**** DATA LISTING

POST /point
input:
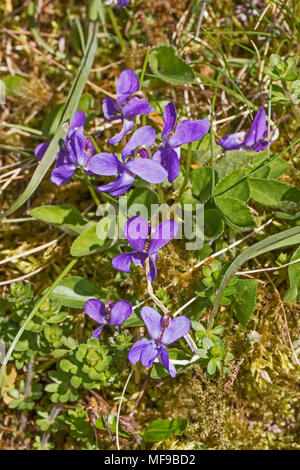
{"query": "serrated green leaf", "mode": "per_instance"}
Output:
(233, 160)
(88, 242)
(244, 300)
(66, 217)
(201, 179)
(240, 189)
(161, 429)
(169, 67)
(143, 196)
(235, 211)
(267, 191)
(74, 292)
(213, 224)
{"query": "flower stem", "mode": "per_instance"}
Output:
(91, 189)
(116, 29)
(92, 9)
(187, 173)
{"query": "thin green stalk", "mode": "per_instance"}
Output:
(91, 189)
(187, 172)
(92, 9)
(15, 149)
(213, 174)
(34, 311)
(23, 128)
(116, 29)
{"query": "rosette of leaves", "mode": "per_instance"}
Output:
(212, 350)
(78, 422)
(41, 334)
(95, 361)
(121, 344)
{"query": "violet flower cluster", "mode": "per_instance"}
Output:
(256, 139)
(141, 156)
(113, 314)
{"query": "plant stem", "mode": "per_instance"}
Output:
(187, 173)
(213, 174)
(144, 67)
(92, 9)
(116, 29)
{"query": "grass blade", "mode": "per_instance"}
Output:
(280, 240)
(68, 113)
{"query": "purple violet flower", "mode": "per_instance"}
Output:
(145, 245)
(111, 314)
(108, 164)
(118, 3)
(127, 106)
(168, 154)
(75, 151)
(163, 332)
(256, 139)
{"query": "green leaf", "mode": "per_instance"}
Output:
(244, 300)
(234, 160)
(70, 108)
(235, 211)
(202, 183)
(75, 291)
(162, 429)
(278, 167)
(65, 217)
(169, 67)
(213, 224)
(294, 277)
(14, 84)
(240, 190)
(86, 102)
(267, 191)
(88, 242)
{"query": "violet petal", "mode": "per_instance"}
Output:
(120, 311)
(170, 116)
(136, 231)
(153, 321)
(106, 164)
(178, 327)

********

-- EXERCISE INSTRUCTIONS --
The result should be every line that contains "flower", copied from the entries.

-- SOLUTION TO THE EXERCISE --
{"query": "flower stem", "mode": "per_instance"}
{"query": "violet flower cluster", "mode": "per_instance"}
{"query": "purple violet flower", "mode": "per_instance"}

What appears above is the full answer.